> **GIVEN TASK**:
Copy out word for word the part of the rows that opens with the line containing "Where can the distant" and closes with the line containing "point(474, 280)", both of those lines included.

> **ENTRIES PROVIDED**:
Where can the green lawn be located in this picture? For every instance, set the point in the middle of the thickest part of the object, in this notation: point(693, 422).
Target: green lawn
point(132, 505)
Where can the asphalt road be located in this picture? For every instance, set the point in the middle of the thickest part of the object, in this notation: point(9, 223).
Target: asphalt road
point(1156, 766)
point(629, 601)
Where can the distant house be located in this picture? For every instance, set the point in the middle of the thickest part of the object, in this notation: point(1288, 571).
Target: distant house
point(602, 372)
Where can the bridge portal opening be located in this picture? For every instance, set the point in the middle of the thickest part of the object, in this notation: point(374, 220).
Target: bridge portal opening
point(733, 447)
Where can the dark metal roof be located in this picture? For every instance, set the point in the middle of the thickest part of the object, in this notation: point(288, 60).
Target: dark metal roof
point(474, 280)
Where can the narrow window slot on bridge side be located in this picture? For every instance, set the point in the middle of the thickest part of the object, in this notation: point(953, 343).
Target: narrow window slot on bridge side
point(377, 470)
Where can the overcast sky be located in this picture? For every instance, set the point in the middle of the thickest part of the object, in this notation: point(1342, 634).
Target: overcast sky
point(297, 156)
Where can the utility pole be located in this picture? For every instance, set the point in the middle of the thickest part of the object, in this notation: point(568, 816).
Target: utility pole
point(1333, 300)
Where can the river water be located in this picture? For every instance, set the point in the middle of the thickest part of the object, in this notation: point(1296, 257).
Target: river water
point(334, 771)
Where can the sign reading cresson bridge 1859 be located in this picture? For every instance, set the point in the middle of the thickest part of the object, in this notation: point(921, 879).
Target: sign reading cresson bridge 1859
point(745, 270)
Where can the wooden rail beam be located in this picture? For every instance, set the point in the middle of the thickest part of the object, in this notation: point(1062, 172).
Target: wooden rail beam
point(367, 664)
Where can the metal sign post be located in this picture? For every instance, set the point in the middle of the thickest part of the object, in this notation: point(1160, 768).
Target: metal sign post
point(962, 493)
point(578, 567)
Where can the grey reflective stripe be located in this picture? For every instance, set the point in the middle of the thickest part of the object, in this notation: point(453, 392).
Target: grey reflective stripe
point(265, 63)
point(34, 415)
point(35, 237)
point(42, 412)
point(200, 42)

> **RESPONSE FOR THIS EXERCISE**:
Where can the distant house be located in this picture? For every instance, set the point in the middle of the thickest part of the object, in this notation: point(1288, 571).
Target: distant house
point(602, 372)
Where can the bridge portal opening be located in this picture? For every instance, set the point in the middle of the thickest part of the object, in this notation: point(374, 220).
Target: bridge portal opening
point(733, 447)
Where can the dark metal roof be located in this picture? For every instance, set the point in the middle of the thickest part of the object, in this notation: point(288, 60).
Target: dark metal roof
point(474, 280)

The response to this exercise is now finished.